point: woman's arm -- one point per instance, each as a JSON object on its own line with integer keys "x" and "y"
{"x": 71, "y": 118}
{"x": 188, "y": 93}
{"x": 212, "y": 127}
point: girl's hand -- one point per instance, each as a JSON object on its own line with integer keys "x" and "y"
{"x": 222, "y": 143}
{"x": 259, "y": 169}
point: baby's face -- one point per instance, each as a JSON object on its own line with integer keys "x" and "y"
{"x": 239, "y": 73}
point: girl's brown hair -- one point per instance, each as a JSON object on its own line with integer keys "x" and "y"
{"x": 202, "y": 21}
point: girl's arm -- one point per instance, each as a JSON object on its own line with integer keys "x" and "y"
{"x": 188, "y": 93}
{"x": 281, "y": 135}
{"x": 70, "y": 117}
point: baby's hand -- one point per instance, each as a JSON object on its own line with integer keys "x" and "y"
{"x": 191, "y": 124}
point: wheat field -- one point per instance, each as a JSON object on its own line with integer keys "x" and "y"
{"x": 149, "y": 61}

◆ Brief ◆
The answer must be the full listing, repeated word for word.

◆ Response to the exercise ◆
point: woman's arm -- one point per instance, each as a JSON object on its own line with integer keys "x" and "y"
{"x": 71, "y": 118}
{"x": 188, "y": 93}
{"x": 212, "y": 127}
point: girl's hand -- one point per instance, each as a JSON object on its own line with integer keys "x" and "y"
{"x": 222, "y": 143}
{"x": 259, "y": 169}
point: baby's face -- one point per instance, each as a JSON object on its own line with integer keys "x" and "y"
{"x": 239, "y": 73}
point: girl's brown hair -- one point per instance, each as a JSON object on its own line with integer keys "x" and "y"
{"x": 202, "y": 21}
point: girl's arm -- one point per instance, each as a JSON object on its own line with integer keys "x" and "y"
{"x": 188, "y": 93}
{"x": 281, "y": 135}
{"x": 70, "y": 117}
point: baby's hand -- one point per instance, each as a JSON object on its own line with integer keys "x" and "y"
{"x": 191, "y": 124}
point: wheat field -- one point per instance, each as a JSON object on its own line with integer keys "x" and "y"
{"x": 149, "y": 61}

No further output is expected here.